▶ _Work instructions_
Locate every line in the data below that contains the string "green", and copy each such line in full.

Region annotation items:
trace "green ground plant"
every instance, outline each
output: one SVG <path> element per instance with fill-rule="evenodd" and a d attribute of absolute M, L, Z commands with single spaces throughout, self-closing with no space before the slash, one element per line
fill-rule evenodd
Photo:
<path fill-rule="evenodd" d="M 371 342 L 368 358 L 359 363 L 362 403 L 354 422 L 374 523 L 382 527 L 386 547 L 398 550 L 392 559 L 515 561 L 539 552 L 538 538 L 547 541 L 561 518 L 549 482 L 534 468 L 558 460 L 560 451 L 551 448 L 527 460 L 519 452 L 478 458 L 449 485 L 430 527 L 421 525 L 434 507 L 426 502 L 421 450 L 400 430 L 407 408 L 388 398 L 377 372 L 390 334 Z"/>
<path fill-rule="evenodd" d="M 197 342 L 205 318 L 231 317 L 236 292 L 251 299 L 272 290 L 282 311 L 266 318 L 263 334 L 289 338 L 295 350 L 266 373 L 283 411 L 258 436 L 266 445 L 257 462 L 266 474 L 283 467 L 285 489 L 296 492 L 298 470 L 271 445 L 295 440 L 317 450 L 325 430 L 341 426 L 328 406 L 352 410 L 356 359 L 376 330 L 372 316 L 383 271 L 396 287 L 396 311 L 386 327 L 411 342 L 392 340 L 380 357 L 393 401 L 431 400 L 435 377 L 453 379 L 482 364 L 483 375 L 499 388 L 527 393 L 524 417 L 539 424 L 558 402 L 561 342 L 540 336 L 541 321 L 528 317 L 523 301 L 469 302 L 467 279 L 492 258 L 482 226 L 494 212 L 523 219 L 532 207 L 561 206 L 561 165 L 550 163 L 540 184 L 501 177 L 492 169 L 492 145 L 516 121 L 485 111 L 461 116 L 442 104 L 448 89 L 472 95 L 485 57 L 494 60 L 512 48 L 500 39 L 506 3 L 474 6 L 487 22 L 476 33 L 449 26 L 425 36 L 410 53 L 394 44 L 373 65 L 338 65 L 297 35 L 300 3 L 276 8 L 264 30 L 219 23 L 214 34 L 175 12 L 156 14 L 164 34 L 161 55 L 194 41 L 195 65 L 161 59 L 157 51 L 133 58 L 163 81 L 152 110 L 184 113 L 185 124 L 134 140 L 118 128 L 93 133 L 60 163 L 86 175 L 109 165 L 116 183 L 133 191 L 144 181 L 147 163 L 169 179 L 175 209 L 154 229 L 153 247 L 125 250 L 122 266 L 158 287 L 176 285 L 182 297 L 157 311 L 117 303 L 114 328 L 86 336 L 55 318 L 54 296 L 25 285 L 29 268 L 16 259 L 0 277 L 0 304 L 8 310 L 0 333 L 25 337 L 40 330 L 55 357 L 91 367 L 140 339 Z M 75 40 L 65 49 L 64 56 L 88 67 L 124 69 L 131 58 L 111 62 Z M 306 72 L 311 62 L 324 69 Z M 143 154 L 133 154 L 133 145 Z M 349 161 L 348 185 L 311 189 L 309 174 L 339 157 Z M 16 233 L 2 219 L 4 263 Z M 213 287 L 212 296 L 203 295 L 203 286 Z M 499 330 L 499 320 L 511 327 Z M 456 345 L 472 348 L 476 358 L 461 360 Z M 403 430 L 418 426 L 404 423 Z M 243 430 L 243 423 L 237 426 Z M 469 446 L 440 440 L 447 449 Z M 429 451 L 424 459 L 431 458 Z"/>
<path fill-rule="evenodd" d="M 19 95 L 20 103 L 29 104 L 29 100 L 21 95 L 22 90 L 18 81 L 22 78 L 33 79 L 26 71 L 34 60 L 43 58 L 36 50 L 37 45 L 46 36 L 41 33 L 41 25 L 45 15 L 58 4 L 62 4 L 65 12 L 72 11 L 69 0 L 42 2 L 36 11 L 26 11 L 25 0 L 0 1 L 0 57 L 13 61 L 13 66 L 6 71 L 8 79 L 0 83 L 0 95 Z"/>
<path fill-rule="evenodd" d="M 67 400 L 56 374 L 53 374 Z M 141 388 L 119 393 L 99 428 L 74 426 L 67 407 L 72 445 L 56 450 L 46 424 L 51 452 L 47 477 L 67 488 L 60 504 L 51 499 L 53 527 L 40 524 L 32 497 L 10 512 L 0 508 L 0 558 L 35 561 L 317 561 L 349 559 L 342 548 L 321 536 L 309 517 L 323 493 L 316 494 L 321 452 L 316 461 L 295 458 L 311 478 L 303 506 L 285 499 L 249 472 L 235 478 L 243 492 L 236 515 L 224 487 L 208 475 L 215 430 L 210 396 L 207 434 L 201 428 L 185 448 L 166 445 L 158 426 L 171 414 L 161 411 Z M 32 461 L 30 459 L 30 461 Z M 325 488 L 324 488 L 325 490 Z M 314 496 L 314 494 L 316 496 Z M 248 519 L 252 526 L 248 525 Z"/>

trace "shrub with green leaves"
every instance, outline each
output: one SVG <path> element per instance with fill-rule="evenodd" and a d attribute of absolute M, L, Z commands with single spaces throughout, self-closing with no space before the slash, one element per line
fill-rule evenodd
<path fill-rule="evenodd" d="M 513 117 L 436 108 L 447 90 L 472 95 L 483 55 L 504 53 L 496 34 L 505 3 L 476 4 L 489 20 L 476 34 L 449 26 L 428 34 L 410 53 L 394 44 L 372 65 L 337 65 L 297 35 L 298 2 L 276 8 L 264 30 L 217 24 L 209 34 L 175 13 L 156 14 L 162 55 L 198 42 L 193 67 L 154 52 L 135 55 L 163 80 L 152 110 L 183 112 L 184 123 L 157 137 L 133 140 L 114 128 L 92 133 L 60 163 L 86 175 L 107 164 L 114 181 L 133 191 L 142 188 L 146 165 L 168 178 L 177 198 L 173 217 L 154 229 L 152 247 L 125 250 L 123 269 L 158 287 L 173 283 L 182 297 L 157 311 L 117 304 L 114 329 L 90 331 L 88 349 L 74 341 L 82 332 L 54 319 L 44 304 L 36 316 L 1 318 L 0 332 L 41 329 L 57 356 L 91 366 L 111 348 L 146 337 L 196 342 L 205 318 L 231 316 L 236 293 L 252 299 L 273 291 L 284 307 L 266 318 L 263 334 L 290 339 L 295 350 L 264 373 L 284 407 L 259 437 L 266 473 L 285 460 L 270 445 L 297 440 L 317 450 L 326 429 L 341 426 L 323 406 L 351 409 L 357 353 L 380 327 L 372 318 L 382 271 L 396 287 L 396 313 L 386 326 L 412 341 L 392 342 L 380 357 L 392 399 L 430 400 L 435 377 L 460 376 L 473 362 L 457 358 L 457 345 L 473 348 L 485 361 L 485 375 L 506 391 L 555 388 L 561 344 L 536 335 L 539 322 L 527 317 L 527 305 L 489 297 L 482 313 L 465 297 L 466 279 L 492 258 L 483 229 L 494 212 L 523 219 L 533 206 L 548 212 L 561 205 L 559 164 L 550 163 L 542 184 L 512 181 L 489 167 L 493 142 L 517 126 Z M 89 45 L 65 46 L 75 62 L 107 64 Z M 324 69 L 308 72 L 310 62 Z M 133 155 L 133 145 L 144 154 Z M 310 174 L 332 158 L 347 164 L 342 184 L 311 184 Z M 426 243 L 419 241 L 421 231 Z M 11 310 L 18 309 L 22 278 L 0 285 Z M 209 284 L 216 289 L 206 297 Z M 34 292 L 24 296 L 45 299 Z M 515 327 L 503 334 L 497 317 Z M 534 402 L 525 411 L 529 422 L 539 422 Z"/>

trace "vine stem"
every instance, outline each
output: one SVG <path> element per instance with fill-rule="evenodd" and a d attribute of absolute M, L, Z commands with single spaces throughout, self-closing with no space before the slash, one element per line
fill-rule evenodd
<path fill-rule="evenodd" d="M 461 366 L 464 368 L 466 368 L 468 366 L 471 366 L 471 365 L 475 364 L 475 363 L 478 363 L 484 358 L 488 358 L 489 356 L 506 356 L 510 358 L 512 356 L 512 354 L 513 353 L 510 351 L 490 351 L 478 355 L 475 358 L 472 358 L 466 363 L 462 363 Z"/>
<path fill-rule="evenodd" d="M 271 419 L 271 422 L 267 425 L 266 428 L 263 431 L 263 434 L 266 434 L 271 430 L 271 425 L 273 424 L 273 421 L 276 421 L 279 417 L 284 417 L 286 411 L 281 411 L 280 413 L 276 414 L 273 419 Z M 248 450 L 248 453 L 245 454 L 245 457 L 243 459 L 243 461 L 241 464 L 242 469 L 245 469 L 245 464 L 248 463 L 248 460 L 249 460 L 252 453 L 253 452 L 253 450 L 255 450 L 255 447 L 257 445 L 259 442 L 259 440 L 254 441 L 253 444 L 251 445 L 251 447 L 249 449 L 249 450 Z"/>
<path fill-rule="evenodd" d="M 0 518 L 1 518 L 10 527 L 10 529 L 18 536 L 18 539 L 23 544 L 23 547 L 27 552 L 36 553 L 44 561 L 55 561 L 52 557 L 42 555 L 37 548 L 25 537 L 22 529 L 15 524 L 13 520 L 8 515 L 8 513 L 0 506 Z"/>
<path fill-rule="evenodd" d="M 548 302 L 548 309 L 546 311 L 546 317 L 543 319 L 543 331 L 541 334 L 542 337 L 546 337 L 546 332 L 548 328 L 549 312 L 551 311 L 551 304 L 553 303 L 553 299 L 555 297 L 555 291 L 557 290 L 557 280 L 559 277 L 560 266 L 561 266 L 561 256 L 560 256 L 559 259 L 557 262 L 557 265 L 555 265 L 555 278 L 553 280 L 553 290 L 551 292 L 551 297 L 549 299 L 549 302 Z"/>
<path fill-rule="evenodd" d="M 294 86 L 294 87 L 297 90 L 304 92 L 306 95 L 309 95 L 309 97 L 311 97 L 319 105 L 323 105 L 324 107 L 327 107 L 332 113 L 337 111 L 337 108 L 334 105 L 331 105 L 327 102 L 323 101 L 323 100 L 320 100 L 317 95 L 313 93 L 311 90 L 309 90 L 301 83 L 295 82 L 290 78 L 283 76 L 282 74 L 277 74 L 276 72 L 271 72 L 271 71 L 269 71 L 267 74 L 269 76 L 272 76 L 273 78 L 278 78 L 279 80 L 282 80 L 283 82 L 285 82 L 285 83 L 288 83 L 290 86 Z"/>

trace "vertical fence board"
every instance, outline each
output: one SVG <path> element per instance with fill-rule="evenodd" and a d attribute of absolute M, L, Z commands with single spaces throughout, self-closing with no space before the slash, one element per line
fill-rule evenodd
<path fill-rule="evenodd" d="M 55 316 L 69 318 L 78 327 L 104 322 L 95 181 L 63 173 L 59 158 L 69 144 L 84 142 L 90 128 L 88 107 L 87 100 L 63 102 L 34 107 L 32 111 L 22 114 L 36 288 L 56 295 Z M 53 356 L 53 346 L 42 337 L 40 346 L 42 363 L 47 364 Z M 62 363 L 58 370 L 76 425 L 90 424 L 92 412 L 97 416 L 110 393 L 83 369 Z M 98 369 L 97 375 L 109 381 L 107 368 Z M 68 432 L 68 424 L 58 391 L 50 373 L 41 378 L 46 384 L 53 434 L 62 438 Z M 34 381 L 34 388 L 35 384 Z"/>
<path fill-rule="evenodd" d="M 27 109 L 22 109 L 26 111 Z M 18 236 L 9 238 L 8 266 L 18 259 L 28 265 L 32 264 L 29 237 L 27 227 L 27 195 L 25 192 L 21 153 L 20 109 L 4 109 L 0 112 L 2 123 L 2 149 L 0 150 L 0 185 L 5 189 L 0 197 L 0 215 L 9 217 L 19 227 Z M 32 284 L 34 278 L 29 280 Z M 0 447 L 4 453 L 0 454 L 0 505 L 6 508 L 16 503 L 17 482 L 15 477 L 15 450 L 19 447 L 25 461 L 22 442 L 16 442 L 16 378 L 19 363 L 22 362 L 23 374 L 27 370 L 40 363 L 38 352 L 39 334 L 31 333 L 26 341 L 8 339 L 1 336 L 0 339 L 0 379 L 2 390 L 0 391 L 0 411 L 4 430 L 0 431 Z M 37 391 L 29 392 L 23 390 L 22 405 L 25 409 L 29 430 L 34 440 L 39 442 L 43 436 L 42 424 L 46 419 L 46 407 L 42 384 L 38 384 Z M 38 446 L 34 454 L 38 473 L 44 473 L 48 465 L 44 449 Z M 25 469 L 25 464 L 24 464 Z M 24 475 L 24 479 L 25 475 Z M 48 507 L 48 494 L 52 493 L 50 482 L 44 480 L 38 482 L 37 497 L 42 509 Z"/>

▶ _Task answer_
trace "green ground plant"
trace "shrub with green leaves"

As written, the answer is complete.